-- begin Supplied text --

The new generation of travel

Regret never taking a gap year? Want to step outside Europe for an extended break? If you're over 50 and have itchy feet, the golden age of travel is right now

By Aviva
Published 9 Apr 2019, 00:15 BST
Kathryn in Norway
Kathryn in Norway

If you thought gap years were the preserve of the young and carefree, think again. It's not only university students who jet off on faraway adventures – over 50s are also becoming increasingly intrepid travellers. Forget fusty stereotypes of 'staycations' and all-inclusive cruises: travel's new generation of adventurers are waking up to the benefits of extended trips, solo travel and taking the road less travelled to far-flung destinations.

There's been a huge shift in how people plan and think about retirement in recent years with older generations preferring adventure to relaxing at home. Research conducted by YouGov and the National Employment Savings Trust showed that exploring the world is now the nation's top priority when it comes to planning for retirement.

And for solo travellers, it's never been easier to head off on an adventure. Titan Travel, for instance, has responded to the trend by doubling the number of dedicated solo departures for 2019, adding long-haul destinations such as China, Sri Lanka, Uzbekistan and Vietnam to its books, while other operators such as Journey Latin America have scrapped single supplements.

Travel blogger Kathryn Burrington, who first travelled solo well into her forties, finds going it alone to be liberating. "I get a real buzz out of being alone in a new city," she says. "It surprised me just how much I enjoyed solo travel and how much it boosted my confidence."

According to Kathryn, being an older traveller also has its perks, too. "Being that bit older gives you more confidence and I've found I'm less worried about making a fool of myself. When I was younger you would never have found me joining in a tribal dance in West Africa, for example. Now just try and stop me! If you're worried about taking an extended break in your older years, don't put it off for too long — embrace every experience."

When it comes to funding their trips, this generation is getting financially creative: for example, some over 50s let their homes in order to travel around the world for several months. Geoff Bates, head of brand and communications at leading retirement homebuilder McCarthy & Stone, has noticed another trend. He says: "We see many over 60s selling their often large homes and buying retirement apartments because of the great lock-up-and-leave lifestyle this affords them.

"A lot of retirees tell us that they feel much younger than they are. Their priorities are often very different from retirees in the past — they consider living life to the full more important than leaving behind an inheritance and want to embrace new experiences and places as much as possible. We have a number of homeowners who jet off to different destinations all the time; others who go cruising frequently and some who visit family in Australia or New Zealand a few times a year."

Others are taking the chance to pocket a tax-free 25% lump sum from their retirement funds once they've stopped working to fund their trip or investing their money through ISAs or simple investment accounts, making their money travel further. In short, many of today's older generation aren't prepared to just sit at home – they're proving it's possible to juggle investments and have fun abroad, taking advantage of comprehensive travel insurance deals. And as many are finding out, travelling alone at an older age is less daunting than it sounds.

-- end Supplied text --
-- begin Data rows --

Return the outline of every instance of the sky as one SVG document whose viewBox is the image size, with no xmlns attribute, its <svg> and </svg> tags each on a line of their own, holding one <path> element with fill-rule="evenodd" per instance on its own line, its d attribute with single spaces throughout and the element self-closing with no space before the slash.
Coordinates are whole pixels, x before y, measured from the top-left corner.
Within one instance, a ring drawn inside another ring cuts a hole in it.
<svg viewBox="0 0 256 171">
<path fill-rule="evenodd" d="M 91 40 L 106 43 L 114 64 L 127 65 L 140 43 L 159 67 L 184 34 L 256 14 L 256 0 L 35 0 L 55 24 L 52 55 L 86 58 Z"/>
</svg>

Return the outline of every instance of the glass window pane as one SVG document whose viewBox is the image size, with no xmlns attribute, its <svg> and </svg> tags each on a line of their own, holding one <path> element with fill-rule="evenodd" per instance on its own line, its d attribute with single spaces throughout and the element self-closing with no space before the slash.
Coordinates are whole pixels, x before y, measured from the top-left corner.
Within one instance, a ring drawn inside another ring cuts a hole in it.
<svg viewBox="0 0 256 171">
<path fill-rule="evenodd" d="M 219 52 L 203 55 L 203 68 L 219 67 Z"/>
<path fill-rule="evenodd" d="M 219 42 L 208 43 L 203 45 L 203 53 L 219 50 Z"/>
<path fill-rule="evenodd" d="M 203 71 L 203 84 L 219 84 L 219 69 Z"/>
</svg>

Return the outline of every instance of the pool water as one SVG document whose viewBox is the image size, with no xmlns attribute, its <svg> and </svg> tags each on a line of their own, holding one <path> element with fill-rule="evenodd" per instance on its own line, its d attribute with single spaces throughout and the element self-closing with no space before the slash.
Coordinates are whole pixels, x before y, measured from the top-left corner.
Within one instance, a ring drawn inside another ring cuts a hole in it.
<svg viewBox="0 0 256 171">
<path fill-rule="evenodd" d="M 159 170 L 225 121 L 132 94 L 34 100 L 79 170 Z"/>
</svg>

-- end Data rows --

▶ [Exercise tasks]:
(1) In the article on over-50s travel, what did Titan Travel do with its dedicated solo departures for 2019?
(2) Reproduce everything from "When it comes to funding" down to "this affords them." in the article on over-50s travel, replacing "lock-up-and-leave" with "low-maintenance".
These rows have no connection to the article on over-50s travel.

▶ [Solutions to the tasks]:
(1) It doubled the number of them.

(2)
When it comes to funding their trips, this generation is getting financially creative: for example, some over 50s let their homes in order to travel around the world for several months. Geoff Bates, head of brand and communications at leading retirement homebuilder McCarthy & Stone, has noticed another trend. He says: "We see many over 60s selling their often large homes and buying retirement apartments because of the great low-maintenance lifestyle this affords them.